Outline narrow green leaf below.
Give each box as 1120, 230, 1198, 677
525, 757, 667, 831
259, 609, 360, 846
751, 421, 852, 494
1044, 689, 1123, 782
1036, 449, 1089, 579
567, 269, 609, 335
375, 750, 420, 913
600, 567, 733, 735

...

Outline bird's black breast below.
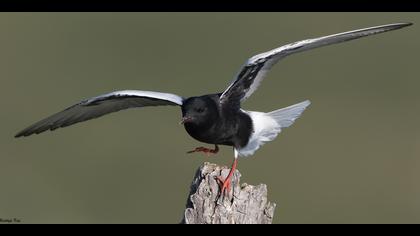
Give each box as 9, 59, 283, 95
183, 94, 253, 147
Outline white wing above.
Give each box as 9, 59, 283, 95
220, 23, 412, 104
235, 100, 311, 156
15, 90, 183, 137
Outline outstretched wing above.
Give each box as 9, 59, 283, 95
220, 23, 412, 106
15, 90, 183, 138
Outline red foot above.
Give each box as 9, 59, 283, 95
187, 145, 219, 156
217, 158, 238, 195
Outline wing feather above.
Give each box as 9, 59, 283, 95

---

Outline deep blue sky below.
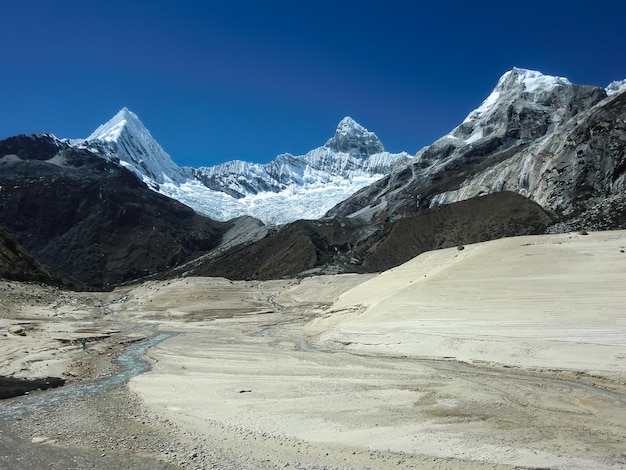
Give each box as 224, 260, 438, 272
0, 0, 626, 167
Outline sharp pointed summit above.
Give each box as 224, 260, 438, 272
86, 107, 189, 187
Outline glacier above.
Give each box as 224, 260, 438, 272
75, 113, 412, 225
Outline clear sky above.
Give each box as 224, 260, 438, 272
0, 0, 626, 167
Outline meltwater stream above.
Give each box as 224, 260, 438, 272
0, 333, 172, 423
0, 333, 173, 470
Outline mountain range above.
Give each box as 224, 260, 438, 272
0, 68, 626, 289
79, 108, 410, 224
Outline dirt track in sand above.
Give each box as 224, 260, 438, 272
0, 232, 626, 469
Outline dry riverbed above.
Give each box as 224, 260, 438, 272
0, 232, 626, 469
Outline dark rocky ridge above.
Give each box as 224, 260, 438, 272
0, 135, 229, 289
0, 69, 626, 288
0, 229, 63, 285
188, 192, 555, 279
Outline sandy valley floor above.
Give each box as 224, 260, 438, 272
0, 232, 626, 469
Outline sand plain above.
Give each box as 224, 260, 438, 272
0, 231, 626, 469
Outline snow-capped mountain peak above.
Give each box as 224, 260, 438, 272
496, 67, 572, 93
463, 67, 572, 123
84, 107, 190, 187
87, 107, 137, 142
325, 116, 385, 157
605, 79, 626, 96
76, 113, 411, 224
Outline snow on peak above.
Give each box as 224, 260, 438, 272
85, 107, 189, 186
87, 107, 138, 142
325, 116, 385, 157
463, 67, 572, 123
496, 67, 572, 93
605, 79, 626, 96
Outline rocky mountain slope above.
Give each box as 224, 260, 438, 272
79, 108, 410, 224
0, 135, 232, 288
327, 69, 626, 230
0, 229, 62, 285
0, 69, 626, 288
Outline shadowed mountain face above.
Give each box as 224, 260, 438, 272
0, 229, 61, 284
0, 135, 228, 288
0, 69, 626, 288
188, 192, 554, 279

# WHAT YOU NEED TO DO:
Please extract the part that opens with the line containing "Outline dry riverbed above." and closes with the line containing "0, 231, 626, 469", and repeat those lines exactly.

# IN RESPONSE:
Outline dry riverbed above.
Give each box as 224, 260, 438, 272
0, 232, 626, 469
Outline dark rocky ridge above.
Give each box as 224, 260, 438, 272
0, 135, 229, 289
0, 69, 626, 288
0, 229, 63, 285
188, 192, 555, 279
Outline sandy valley floor above.
Give each box as 224, 260, 438, 272
0, 232, 626, 469
Outline sand plain above.
Give each box as 224, 260, 438, 272
0, 231, 626, 469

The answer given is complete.